___ Supplied entries ___

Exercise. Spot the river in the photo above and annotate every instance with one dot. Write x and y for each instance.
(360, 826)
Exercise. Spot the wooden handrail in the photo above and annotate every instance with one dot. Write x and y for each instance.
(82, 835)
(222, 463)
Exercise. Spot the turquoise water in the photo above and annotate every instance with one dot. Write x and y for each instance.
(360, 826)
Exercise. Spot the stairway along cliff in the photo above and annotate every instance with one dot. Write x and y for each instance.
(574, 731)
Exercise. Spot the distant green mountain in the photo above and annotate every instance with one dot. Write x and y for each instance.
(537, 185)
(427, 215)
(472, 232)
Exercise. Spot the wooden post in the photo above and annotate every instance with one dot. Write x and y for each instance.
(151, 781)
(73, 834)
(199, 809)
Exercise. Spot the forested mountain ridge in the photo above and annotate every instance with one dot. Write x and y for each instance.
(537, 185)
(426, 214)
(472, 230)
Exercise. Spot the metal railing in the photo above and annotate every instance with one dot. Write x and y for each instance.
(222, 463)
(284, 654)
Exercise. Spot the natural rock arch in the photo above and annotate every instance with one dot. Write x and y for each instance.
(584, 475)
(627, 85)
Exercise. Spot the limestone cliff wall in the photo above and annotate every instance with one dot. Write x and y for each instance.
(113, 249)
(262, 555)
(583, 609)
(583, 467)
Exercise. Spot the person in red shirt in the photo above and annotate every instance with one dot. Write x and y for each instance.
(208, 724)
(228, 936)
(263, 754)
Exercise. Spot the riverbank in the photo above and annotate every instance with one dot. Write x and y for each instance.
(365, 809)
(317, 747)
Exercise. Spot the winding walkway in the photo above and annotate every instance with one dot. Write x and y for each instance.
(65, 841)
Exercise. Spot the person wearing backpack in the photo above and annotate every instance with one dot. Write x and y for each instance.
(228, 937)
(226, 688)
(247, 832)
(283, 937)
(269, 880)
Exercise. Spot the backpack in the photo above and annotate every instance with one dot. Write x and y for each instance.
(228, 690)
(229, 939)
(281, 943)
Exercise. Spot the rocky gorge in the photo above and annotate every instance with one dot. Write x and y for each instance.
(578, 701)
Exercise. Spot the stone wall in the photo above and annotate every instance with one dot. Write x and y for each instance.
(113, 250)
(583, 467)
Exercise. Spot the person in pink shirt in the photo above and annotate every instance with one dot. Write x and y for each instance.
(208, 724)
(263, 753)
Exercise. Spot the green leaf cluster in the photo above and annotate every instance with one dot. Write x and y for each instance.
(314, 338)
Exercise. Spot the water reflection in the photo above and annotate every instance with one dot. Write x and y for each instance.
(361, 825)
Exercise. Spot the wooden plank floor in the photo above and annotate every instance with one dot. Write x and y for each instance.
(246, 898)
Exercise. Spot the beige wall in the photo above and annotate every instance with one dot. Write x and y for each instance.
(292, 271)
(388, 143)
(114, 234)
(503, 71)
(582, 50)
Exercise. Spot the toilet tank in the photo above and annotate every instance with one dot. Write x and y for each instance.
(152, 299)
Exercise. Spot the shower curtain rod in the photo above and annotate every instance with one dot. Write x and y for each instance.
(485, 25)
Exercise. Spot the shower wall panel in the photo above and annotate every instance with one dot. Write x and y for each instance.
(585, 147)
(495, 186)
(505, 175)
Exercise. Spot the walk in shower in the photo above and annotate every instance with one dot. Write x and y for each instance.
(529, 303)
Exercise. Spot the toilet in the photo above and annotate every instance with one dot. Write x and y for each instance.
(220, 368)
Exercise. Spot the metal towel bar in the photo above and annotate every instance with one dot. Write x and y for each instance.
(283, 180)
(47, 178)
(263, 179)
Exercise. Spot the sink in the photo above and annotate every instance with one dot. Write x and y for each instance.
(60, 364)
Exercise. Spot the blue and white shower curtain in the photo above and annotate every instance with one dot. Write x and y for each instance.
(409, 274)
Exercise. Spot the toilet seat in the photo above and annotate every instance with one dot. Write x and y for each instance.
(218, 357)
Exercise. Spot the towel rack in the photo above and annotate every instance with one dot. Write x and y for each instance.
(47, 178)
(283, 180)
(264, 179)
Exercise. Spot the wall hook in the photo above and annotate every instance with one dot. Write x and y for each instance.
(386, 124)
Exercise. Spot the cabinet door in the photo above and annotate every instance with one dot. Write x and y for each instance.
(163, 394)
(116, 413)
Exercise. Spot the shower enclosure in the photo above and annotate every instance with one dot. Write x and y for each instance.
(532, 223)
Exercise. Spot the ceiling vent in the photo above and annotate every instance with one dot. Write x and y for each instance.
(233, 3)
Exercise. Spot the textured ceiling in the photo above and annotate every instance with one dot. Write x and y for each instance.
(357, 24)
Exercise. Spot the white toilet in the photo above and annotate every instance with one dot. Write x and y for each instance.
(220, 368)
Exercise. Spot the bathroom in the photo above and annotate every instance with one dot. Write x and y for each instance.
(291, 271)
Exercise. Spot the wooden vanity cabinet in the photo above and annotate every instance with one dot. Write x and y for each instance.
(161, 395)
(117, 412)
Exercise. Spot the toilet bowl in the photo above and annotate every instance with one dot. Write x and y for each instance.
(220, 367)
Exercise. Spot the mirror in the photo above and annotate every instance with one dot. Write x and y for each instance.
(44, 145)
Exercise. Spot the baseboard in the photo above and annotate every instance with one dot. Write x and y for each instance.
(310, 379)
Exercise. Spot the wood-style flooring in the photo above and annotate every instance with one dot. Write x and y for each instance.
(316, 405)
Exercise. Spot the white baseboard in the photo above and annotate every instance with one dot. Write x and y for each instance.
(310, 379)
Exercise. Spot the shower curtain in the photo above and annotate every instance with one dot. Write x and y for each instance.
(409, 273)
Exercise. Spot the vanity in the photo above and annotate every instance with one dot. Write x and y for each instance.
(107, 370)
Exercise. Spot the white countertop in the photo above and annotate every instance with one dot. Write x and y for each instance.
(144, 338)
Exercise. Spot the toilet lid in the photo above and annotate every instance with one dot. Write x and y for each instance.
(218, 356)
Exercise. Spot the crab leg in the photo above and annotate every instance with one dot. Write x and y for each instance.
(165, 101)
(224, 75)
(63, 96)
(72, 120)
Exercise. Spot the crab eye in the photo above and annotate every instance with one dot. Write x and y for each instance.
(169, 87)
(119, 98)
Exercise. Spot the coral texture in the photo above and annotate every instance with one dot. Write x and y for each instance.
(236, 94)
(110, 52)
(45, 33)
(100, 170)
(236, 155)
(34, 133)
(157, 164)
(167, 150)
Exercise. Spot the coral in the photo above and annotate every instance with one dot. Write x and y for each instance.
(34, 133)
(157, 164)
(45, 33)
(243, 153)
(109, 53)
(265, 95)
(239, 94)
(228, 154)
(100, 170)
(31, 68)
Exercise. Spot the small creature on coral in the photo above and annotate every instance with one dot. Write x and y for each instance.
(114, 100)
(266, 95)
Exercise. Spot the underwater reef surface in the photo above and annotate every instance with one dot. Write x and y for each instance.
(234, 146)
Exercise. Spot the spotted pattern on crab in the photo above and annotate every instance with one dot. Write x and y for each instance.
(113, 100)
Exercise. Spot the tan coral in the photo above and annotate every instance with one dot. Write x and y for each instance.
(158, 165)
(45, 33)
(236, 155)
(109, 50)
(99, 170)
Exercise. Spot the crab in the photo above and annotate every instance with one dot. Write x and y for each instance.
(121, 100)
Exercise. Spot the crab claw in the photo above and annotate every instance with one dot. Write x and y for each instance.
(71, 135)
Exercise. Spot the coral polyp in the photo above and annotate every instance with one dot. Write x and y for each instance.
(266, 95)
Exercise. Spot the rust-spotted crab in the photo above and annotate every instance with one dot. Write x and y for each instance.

___

(The problem): Copy out the full listing exactly.

(Result of this exercise):
Exercise. Spot the river in the photo above and annotate every instance with one dot. Write x and y for each instance.
(360, 826)
Exercise. Spot the wooden handrail in the photo above and annotate every instance with one dot. Write x and y for each instance.
(82, 835)
(222, 463)
Exercise. Spot the turquoise water in the photo above and annotate every instance with one dot. Write x and y for each instance.
(360, 826)
Exercise. Spot the stairway along cliff in the photo above and annotate every instance with one dot. Write x and y for each instance.
(574, 731)
Exercise. Spot the distant green mountain in the photo above and annotate every instance with one dot. Write x and y for each instance.
(537, 185)
(427, 215)
(472, 232)
Exercise. Spot the wooden post in the photo above and annotate every instance with one dot. Write x and y for each instance.
(151, 781)
(73, 834)
(199, 809)
Exercise. Spot the forested mountain ridge in the photo above and annotate every instance with one dot. Write x and y for each instance.
(537, 185)
(426, 214)
(472, 230)
Exercise. Spot the metal railing in the photo above and annotate every instance with one dot. Write x and y for each instance.
(222, 463)
(284, 654)
Exercise. Spot the natural rock arch in the photo above and annotate every instance with one dot. Write x and y for each instance.
(584, 475)
(627, 85)
Exercise. Spot the limestone cliff wall in the photo above and annotate every instance with one dot. Write x and y for each instance.
(113, 249)
(262, 555)
(583, 609)
(583, 467)
Exercise. Spot the person in red shirt in the photo above and annotate every instance with one dot. Write x and y for each instance.
(208, 724)
(228, 936)
(263, 754)
Exercise. Spot the riverbank in the photo above and annotate every instance with one dot. Write x and y for each instance.
(365, 809)
(317, 747)
Exercise. Spot the winding walkway in the photo above and annotate every instance with one dot. Write x and y for each instance.
(65, 841)
Exercise. Spot the person wearing backpack in the photo above and annotate every instance with one dot. Write x and y for each instance.
(228, 937)
(226, 688)
(247, 832)
(283, 937)
(269, 880)
Exercise. Spot the backpack in the photo above and annotate every instance with one dot. Write x and y for each instance.
(228, 690)
(229, 939)
(281, 943)
Exercise. Spot the rocky gorge in the photo above and annotate every instance with one dot. Write x and y for each instance.
(578, 701)
Exercise. Spot the stone wall in the photo above and annotate every instance with one dot. Write x and y for each instance.
(113, 250)
(583, 467)
Exercise. Spot the person in pink shirt in the photo above and annotate every instance with one dot. Write x and y for each instance.
(208, 724)
(263, 753)
Exercise. Spot the green leaf cluster in the photo above and annotate every instance with one dot. Write x and y for each instance.
(314, 338)
Exercise. Spot the water reflection in the photo above and annotate every instance with one dot. Write x and y for each instance.
(361, 825)
Exercise. Spot the wooden plank floor in the photo above and annotate every instance with one dot. Write x and y for each instance.
(246, 898)
Exercise. Spot the beige wall in the photo above and annotate every instance with one dot. Write x and y for each instance.
(292, 271)
(388, 143)
(114, 234)
(503, 71)
(582, 50)
Exercise. Spot the toilet tank in the photo above and annotate every instance with one dot. Write x and y for each instance.
(152, 299)
Exercise. Spot the shower curtain rod in the photo above and annotate every instance with one dot. Write x and y for each instance.
(485, 25)
Exercise. Spot the shower wall panel in the photo above and annotate every instance with one dot. Write x and y for each instance.
(585, 147)
(495, 186)
(505, 175)
Exercise. Spot the walk in shower in the photo above and annotate every instance with one dot. Write x and y for each instance.
(529, 303)
Exercise. Spot the toilet in the photo above and annotate every instance with one dot. Write x and y for each instance.
(220, 368)
Exercise. Spot the metal towel bar in the photo above and annotate every instance with one dot. Write x and y for each instance.
(283, 180)
(47, 178)
(263, 179)
Exercise. Spot the sink in the photo above and annotate every instance with one dot. Write x and y for each instance.
(60, 364)
Exercise. Spot the blue and white shower curtain in the photo above and annotate every instance with one dot. Write x and y for each instance.
(409, 274)
Exercise. Spot the toilet seat in the photo above and annotate every instance with one dot. Write x and y for each instance.
(218, 357)
Exercise. Spot the towel rack in the photo above and annotate every instance with one dot. Write x and y for each instance.
(47, 178)
(283, 180)
(264, 179)
Exercise. Spot the wall hook in the photo above and annotate every instance with one dot. Write x and y for each instance.
(386, 124)
Exercise. Spot the cabinet door in the photo above and annotate every instance with one dot. Write x and y for each instance.
(163, 394)
(116, 413)
Exercise. Spot the shower enclosure in the photo above and annotate every instance with one dot. Write x and y for each instance.
(532, 223)
Exercise. Spot the ceiling vent in the photo above and annotate every instance with one dot. Write x and y for each instance.
(233, 3)
Exercise. Spot the textured ceiling in the photo above and annotate every instance with one dot. Write x and y for each instance.
(357, 24)
Exercise. Spot the white toilet in the photo above and annotate every instance with one dot. Write x and y for each instance.
(220, 368)
Exercise. Spot the bathroom in the photo above and annotate every instance with one dot. Write x and y for each instance.
(291, 271)
Exercise. Spot the wooden vanity cabinet in the photo above and annotate every instance with one dot. Write x and y for each instance.
(161, 395)
(117, 412)
Exercise. Spot the toilet bowl in the photo above and annotate every instance with one dot. Write x and y for each instance.
(220, 367)
Exercise. Spot the mirror in the photo above and annotate every instance with one dot. Write x and y for each instance.
(44, 145)
Exercise. Spot the baseboard in the photo above and annotate every instance with one dot. Write x and y for each instance.
(310, 379)
Exercise. Spot the wood-style flooring in the photo above and annotate every instance with one dot. Write x and y for each instance.
(316, 405)
Exercise. Spot the white baseboard in the photo above and annotate every instance with one dot. Write x and y for each instance.
(310, 379)
Exercise. Spot the shower curtain in the photo above and annotate every instance with one dot. Write x and y for each instance.
(409, 273)
Exercise. Spot the vanity in the photo above and annotate every instance with one dot. Write x and y for each instance.
(107, 370)
Exercise. Spot the white countertop in the photo above and annotate every instance with one dot. Write x and y for each instance.
(144, 338)
Exercise. Spot the toilet lid in the photo above and annotate every instance with one dot. Write x and y for each instance.
(218, 356)
Exercise. Spot the crab leg in the photo above and annotate every instance with one dot. Write x and y for each instance.
(165, 101)
(224, 75)
(63, 96)
(72, 120)
Exercise. Spot the crab eye in the photo above and annotate every instance with one dot. Write x and y for each instance.
(169, 87)
(119, 98)
Exercise. Spot the coral texture in the photo above and annotate every instance with one dot. Write x and y for each instance.
(236, 94)
(110, 52)
(45, 33)
(100, 170)
(236, 155)
(34, 133)
(157, 164)
(167, 150)
Exercise. Spot the coral in the photo above and annotate every instance with one dot. Write x and y for each instance.
(34, 133)
(157, 164)
(45, 33)
(243, 153)
(109, 53)
(265, 95)
(239, 94)
(228, 154)
(100, 170)
(31, 68)
Exercise. Spot the small creature on coral in the photo above and annotate every instance with one dot. Write x and y for each instance.
(114, 100)
(266, 95)
Exercise. Spot the underwater reef surface in the photo above and annotate every instance with one dot. Write x and y for each instance.
(234, 146)
Exercise. Spot the spotted pattern on crab in the photo above and annotate every instance with one dot. Write x and y for each instance.
(113, 100)
Exercise. Spot the tan coral in the photo above and annotate every instance with one dot. Write x and y for each instance.
(158, 165)
(45, 33)
(236, 155)
(109, 50)
(99, 170)
Exercise. Spot the crab in the photo above and annotate every instance with one dot. Write x and y for each instance.
(121, 100)
Exercise. Spot the crab claw in the photo above and annotate every instance with one dot. Write x and y for each instance.
(71, 135)
Exercise. Spot the coral polyp in the photo above and annotate every instance with one dot. Write x and y for each instance.
(266, 95)
Exercise. Spot the rust-spotted crab in the photo above and annotate every instance with one dot. Write x and y for each instance.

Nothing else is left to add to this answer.